PROVIDED PASSAGE:
┌──

Adieu mes amours was a popular secular polyphonic chanson of the late 15th century. Many settings of this tune are in fact based on the c. 1480 setting by Josquin des Prez, in which the lower two voices are in quasi-canon, and the upper two voices are freer. The tune itself is in a simple ABA' form. It appeared in many manuscripts and prints from many countries, including in Ottaviano Petrucci's Odhecaton A.

==Josquin's version==
Josquin's chanson was used as the basis for works by a number of other composers, including a version by Heinrich Isaac, and the five-voice chanson "Vous seulement" by Simon Moreau. The setting by Jean Mouton seems to be unrelated to the setting by Josquin. Although "Adieu mes amours" was originally a secular chanson, it was used in a number of mass settings such as, Missa "Adieu mes amours" which uses both parody and cantus firmus compositional techniques by Francesco de Layolle, and another Missa "Adieu mes amours" by Jacob Obrecht.

The first attribution to Josquin of this chanson is in the Casanatense chansonnier of around 1480, which was probably put together to celebrate the betrothal of Isabella d'Este to Francesco Gonzaga. The chansonnier includes works by many of the great composers of the period, including Johannes Ockeghem, Johannes Martini and Alexander Agricola. It included six chansons attributed to Josquin, each with a different spelling of his name, suggesting that the copyist was not aware of Josquin prior to this, lessening the likelihood that the chanson was mistakenly attributed to Josquin.

An issue in the performance practice of Josquin's setting of this chanson is whether it was a vocal piece or an instrumental piece. Although there is underlay of the text in the Florence 2794 manuscript, the music does not fit well with the rondeau refrain of the original. At least ten other contemporary manuscripts include only the incipit and no other text.

└──

TASK REQUIREMENTS:
(1) According to the passage on "Adieu mes amours," in which chansonnier does the first attribution of the chanson to Josquin appear?
(2) Copy the stretch of the passage on "Adieu mes amours" from "An issue in" through "no other text.".
The records are separate material, unconnected to the passage on "Adieu mes amours."

PROVIDED INFORMATION:
┌──

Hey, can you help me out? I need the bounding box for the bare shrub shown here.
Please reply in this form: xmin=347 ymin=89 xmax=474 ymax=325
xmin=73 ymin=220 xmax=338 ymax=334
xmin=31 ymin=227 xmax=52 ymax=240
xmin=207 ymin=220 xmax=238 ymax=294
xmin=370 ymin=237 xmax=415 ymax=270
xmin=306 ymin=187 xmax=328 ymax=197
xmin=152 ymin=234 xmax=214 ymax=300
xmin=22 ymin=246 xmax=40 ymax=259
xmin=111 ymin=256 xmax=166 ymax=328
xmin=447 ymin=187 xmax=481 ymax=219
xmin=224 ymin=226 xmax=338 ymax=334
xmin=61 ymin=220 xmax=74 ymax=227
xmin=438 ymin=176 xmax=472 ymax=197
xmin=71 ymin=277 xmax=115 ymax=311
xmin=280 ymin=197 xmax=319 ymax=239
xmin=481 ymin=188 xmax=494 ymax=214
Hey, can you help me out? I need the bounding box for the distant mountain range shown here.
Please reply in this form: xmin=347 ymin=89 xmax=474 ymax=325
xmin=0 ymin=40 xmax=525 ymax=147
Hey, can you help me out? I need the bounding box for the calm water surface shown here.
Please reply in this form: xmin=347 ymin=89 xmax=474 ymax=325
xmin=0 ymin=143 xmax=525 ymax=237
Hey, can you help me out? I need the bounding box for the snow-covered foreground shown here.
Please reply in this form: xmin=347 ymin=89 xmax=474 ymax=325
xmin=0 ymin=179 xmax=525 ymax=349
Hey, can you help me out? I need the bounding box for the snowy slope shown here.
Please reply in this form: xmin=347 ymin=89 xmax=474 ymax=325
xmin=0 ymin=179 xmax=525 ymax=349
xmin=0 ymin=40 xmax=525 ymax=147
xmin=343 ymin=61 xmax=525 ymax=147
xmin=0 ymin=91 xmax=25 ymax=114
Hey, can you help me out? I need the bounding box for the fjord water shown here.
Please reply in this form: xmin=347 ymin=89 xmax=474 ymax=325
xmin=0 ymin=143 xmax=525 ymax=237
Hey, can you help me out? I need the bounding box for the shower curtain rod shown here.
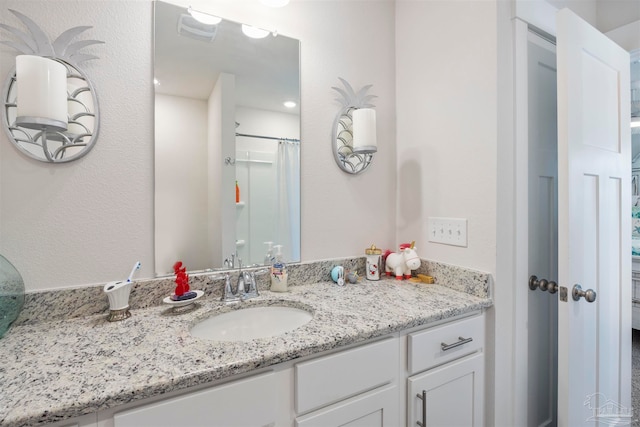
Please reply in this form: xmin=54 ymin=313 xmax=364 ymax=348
xmin=236 ymin=132 xmax=300 ymax=142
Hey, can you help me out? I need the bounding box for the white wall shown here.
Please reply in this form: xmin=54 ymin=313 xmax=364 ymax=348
xmin=396 ymin=0 xmax=497 ymax=272
xmin=0 ymin=0 xmax=397 ymax=291
xmin=597 ymin=0 xmax=640 ymax=33
xmin=154 ymin=94 xmax=212 ymax=274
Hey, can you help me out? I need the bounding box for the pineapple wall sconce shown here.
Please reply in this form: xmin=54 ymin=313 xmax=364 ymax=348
xmin=0 ymin=9 xmax=104 ymax=163
xmin=331 ymin=77 xmax=378 ymax=175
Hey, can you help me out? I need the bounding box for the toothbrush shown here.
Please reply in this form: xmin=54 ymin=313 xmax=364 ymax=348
xmin=127 ymin=261 xmax=142 ymax=283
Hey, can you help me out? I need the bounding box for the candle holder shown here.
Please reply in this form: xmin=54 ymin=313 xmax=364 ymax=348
xmin=331 ymin=77 xmax=377 ymax=175
xmin=0 ymin=9 xmax=103 ymax=163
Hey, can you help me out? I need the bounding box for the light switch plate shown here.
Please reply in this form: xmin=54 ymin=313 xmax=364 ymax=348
xmin=427 ymin=218 xmax=467 ymax=248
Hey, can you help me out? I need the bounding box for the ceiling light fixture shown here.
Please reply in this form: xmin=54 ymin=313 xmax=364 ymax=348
xmin=187 ymin=6 xmax=222 ymax=25
xmin=260 ymin=0 xmax=289 ymax=7
xmin=242 ymin=24 xmax=269 ymax=39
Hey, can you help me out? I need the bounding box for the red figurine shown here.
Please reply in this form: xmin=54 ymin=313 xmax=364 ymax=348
xmin=173 ymin=261 xmax=189 ymax=297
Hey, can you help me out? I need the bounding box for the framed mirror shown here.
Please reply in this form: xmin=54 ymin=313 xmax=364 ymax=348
xmin=154 ymin=1 xmax=300 ymax=276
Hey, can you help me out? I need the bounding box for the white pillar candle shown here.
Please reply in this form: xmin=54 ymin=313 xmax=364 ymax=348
xmin=16 ymin=55 xmax=67 ymax=130
xmin=353 ymin=108 xmax=378 ymax=153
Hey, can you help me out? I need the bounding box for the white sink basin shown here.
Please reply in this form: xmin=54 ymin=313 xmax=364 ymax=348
xmin=191 ymin=306 xmax=313 ymax=341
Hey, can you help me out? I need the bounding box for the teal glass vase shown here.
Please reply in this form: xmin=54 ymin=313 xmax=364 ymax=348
xmin=0 ymin=255 xmax=24 ymax=338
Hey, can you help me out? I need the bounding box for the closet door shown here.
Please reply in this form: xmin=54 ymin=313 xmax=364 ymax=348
xmin=557 ymin=9 xmax=631 ymax=426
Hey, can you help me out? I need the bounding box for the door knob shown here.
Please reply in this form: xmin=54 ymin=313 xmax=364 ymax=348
xmin=571 ymin=285 xmax=596 ymax=302
xmin=529 ymin=275 xmax=558 ymax=294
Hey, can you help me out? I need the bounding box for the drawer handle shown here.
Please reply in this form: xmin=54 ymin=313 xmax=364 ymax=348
xmin=416 ymin=390 xmax=427 ymax=427
xmin=440 ymin=337 xmax=473 ymax=351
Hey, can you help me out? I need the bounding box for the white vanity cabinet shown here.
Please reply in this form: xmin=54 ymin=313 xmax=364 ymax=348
xmin=113 ymin=372 xmax=278 ymax=427
xmin=407 ymin=315 xmax=484 ymax=427
xmin=80 ymin=313 xmax=484 ymax=427
xmin=294 ymin=337 xmax=400 ymax=427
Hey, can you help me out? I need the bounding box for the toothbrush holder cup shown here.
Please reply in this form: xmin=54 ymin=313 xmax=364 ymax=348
xmin=104 ymin=281 xmax=133 ymax=322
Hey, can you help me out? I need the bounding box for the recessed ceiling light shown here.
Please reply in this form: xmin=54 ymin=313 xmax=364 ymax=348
xmin=242 ymin=24 xmax=269 ymax=39
xmin=187 ymin=6 xmax=222 ymax=25
xmin=260 ymin=0 xmax=289 ymax=7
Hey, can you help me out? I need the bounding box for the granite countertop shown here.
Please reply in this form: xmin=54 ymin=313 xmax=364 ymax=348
xmin=0 ymin=280 xmax=491 ymax=426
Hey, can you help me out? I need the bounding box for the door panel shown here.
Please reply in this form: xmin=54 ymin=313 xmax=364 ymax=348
xmin=557 ymin=9 xmax=631 ymax=426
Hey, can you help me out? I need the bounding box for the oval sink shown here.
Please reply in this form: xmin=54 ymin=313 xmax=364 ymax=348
xmin=191 ymin=306 xmax=313 ymax=341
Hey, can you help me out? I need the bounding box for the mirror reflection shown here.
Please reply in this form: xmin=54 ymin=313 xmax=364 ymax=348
xmin=154 ymin=2 xmax=300 ymax=275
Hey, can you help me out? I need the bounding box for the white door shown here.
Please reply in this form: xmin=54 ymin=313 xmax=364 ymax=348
xmin=557 ymin=9 xmax=631 ymax=426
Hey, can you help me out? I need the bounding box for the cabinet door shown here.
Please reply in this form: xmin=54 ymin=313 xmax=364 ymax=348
xmin=296 ymin=385 xmax=398 ymax=427
xmin=407 ymin=353 xmax=484 ymax=427
xmin=113 ymin=373 xmax=277 ymax=427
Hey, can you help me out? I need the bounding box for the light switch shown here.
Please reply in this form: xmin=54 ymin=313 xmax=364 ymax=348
xmin=427 ymin=218 xmax=467 ymax=248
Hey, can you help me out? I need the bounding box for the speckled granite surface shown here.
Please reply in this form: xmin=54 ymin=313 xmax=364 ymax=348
xmin=0 ymin=260 xmax=491 ymax=426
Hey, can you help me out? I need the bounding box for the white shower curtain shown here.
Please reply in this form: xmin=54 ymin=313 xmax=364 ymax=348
xmin=276 ymin=141 xmax=300 ymax=261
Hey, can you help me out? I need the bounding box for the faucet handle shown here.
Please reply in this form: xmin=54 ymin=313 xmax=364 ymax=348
xmin=244 ymin=271 xmax=260 ymax=298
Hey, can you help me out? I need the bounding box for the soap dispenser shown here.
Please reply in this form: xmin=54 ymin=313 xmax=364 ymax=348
xmin=264 ymin=242 xmax=274 ymax=266
xmin=271 ymin=245 xmax=287 ymax=292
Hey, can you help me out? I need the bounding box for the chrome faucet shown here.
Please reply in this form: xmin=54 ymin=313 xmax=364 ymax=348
xmin=220 ymin=253 xmax=267 ymax=302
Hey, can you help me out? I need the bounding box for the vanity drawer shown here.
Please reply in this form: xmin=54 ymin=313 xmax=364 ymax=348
xmin=407 ymin=315 xmax=484 ymax=375
xmin=295 ymin=338 xmax=400 ymax=414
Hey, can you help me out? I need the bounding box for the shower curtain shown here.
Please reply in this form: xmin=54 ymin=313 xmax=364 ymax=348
xmin=276 ymin=141 xmax=300 ymax=261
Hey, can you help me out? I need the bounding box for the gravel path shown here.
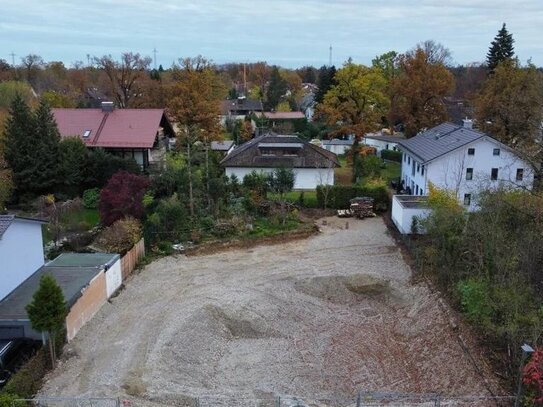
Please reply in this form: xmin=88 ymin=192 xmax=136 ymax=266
xmin=41 ymin=218 xmax=504 ymax=406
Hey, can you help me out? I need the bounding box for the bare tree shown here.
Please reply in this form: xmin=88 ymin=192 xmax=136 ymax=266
xmin=21 ymin=54 xmax=45 ymax=86
xmin=409 ymin=40 xmax=452 ymax=66
xmin=93 ymin=52 xmax=152 ymax=108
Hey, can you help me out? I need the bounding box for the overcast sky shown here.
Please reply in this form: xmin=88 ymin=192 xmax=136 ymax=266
xmin=0 ymin=0 xmax=543 ymax=67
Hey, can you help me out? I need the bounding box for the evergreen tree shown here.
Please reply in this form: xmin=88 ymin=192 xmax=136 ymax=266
xmin=26 ymin=274 xmax=68 ymax=368
xmin=266 ymin=66 xmax=288 ymax=110
xmin=486 ymin=23 xmax=515 ymax=73
xmin=5 ymin=96 xmax=60 ymax=201
xmin=315 ymin=65 xmax=336 ymax=103
xmin=30 ymin=101 xmax=60 ymax=194
xmin=59 ymin=137 xmax=87 ymax=197
xmin=4 ymin=94 xmax=35 ymax=199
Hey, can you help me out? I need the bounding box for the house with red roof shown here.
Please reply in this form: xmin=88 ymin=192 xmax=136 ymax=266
xmin=52 ymin=102 xmax=175 ymax=169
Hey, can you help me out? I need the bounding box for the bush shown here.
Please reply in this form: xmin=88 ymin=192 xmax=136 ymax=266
xmin=3 ymin=349 xmax=47 ymax=398
xmin=317 ymin=185 xmax=389 ymax=211
xmin=96 ymin=218 xmax=142 ymax=254
xmin=381 ymin=150 xmax=402 ymax=163
xmin=98 ymin=171 xmax=149 ymax=226
xmin=83 ymin=188 xmax=100 ymax=209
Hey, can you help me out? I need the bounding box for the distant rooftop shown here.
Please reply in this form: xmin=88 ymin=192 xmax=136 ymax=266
xmin=398 ymin=123 xmax=490 ymax=163
xmin=0 ymin=253 xmax=119 ymax=320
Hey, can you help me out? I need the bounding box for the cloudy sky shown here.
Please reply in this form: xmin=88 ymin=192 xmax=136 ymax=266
xmin=0 ymin=0 xmax=543 ymax=67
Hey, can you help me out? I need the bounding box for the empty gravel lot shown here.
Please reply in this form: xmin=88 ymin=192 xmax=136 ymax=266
xmin=41 ymin=218 xmax=504 ymax=406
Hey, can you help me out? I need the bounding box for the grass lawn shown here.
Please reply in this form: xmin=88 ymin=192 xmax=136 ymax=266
xmin=42 ymin=208 xmax=100 ymax=244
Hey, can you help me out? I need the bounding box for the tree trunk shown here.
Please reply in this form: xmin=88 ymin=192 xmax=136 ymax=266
xmin=187 ymin=136 xmax=194 ymax=218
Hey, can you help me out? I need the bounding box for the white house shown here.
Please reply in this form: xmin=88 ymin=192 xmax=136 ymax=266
xmin=0 ymin=215 xmax=46 ymax=300
xmin=362 ymin=133 xmax=405 ymax=154
xmin=398 ymin=121 xmax=534 ymax=210
xmin=322 ymin=138 xmax=354 ymax=155
xmin=221 ymin=133 xmax=340 ymax=190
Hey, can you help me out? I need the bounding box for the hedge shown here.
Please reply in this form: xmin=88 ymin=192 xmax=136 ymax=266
xmin=317 ymin=185 xmax=389 ymax=211
xmin=381 ymin=150 xmax=402 ymax=163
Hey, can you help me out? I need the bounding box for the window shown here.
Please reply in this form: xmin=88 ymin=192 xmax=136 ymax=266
xmin=490 ymin=168 xmax=498 ymax=181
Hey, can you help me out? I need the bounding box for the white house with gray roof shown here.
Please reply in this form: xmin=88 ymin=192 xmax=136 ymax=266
xmin=398 ymin=121 xmax=534 ymax=210
xmin=0 ymin=215 xmax=46 ymax=301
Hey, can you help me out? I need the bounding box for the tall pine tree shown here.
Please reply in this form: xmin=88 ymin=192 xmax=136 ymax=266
xmin=266 ymin=66 xmax=288 ymax=110
xmin=315 ymin=65 xmax=336 ymax=103
xmin=486 ymin=23 xmax=515 ymax=73
xmin=5 ymin=95 xmax=60 ymax=197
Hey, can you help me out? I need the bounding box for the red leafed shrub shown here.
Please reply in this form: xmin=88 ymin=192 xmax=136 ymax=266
xmin=98 ymin=171 xmax=149 ymax=226
xmin=522 ymin=348 xmax=543 ymax=406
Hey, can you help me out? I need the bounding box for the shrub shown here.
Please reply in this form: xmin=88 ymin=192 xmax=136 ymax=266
xmin=317 ymin=185 xmax=389 ymax=211
xmin=381 ymin=150 xmax=402 ymax=163
xmin=3 ymin=349 xmax=47 ymax=398
xmin=83 ymin=188 xmax=100 ymax=209
xmin=96 ymin=218 xmax=142 ymax=254
xmin=98 ymin=171 xmax=149 ymax=226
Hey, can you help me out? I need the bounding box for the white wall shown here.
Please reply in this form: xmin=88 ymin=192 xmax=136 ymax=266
xmin=322 ymin=143 xmax=352 ymax=155
xmin=106 ymin=257 xmax=123 ymax=298
xmin=225 ymin=167 xmax=334 ymax=189
xmin=391 ymin=195 xmax=430 ymax=235
xmin=402 ymin=137 xmax=534 ymax=210
xmin=364 ymin=137 xmax=398 ymax=152
xmin=401 ymin=152 xmax=428 ymax=195
xmin=0 ymin=218 xmax=44 ymax=300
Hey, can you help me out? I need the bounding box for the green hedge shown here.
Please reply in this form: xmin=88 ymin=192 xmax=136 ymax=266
xmin=381 ymin=150 xmax=402 ymax=163
xmin=317 ymin=185 xmax=389 ymax=211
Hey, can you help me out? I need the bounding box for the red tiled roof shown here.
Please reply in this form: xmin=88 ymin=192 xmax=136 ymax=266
xmin=52 ymin=109 xmax=168 ymax=148
xmin=257 ymin=112 xmax=305 ymax=120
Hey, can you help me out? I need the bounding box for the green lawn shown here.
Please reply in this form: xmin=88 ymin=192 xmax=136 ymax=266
xmin=42 ymin=208 xmax=100 ymax=244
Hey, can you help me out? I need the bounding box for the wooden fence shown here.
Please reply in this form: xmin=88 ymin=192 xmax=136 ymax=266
xmin=121 ymin=238 xmax=145 ymax=281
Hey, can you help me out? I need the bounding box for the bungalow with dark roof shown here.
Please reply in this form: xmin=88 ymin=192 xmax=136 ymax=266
xmin=221 ymin=133 xmax=340 ymax=190
xmin=52 ymin=102 xmax=175 ymax=168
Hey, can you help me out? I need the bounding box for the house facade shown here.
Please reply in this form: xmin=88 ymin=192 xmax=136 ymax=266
xmin=221 ymin=133 xmax=339 ymax=190
xmin=52 ymin=102 xmax=175 ymax=169
xmin=0 ymin=215 xmax=46 ymax=301
xmin=398 ymin=123 xmax=534 ymax=210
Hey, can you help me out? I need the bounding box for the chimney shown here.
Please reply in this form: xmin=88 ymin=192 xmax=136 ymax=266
xmin=102 ymin=102 xmax=115 ymax=112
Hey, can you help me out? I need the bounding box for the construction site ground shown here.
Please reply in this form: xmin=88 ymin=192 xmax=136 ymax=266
xmin=40 ymin=218 xmax=500 ymax=406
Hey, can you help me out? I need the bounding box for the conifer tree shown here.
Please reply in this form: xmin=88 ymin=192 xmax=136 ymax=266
xmin=486 ymin=23 xmax=515 ymax=73
xmin=26 ymin=274 xmax=67 ymax=368
xmin=5 ymin=95 xmax=60 ymax=197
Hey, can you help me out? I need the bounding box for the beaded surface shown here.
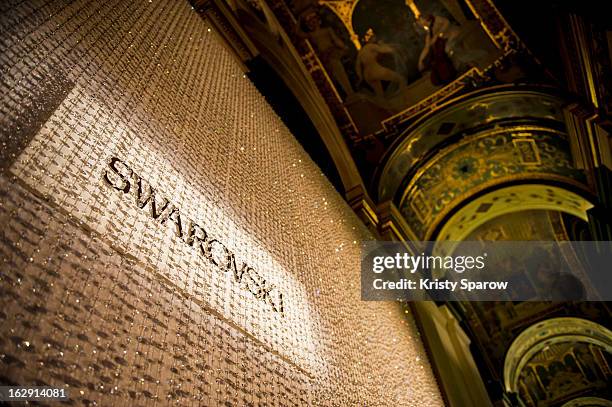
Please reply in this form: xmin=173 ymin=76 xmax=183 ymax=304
xmin=0 ymin=0 xmax=442 ymax=406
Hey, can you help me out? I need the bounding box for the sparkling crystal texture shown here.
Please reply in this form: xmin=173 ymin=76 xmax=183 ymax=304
xmin=0 ymin=0 xmax=442 ymax=406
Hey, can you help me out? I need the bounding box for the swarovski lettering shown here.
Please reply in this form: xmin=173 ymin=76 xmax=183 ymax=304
xmin=102 ymin=157 xmax=284 ymax=316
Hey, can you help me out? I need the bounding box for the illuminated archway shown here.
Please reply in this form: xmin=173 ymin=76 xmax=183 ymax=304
xmin=437 ymin=184 xmax=593 ymax=242
xmin=504 ymin=317 xmax=612 ymax=393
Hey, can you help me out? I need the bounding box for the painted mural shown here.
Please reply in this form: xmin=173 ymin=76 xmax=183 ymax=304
xmin=286 ymin=0 xmax=500 ymax=134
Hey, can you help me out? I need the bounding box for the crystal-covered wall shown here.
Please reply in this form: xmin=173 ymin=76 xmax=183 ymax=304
xmin=0 ymin=0 xmax=442 ymax=406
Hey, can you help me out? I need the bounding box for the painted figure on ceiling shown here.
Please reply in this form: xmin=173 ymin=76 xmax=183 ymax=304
xmin=418 ymin=14 xmax=486 ymax=85
xmin=355 ymin=29 xmax=406 ymax=98
xmin=298 ymin=9 xmax=354 ymax=97
xmin=418 ymin=15 xmax=459 ymax=85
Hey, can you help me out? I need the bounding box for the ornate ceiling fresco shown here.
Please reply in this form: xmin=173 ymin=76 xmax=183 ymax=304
xmin=258 ymin=0 xmax=532 ymax=143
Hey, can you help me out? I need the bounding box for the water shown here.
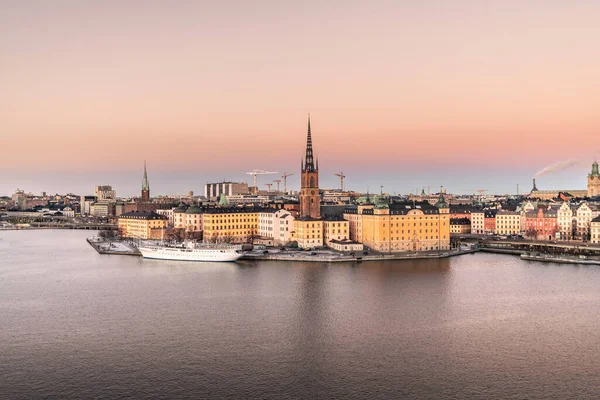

└──

RESULTS IN ORDER:
(1) The Casanatense chansonnier of around 1480.

(2)
An issue in the performance practice of Josquin's setting of this chanson is whether it was a vocal piece or an instrumental piece. Although there is underlay of the text in the Florence 2794 manuscript, the music does not fit well with the rondeau refrain of the original. At least ten other contemporary manuscripts include only the incipit and no other text.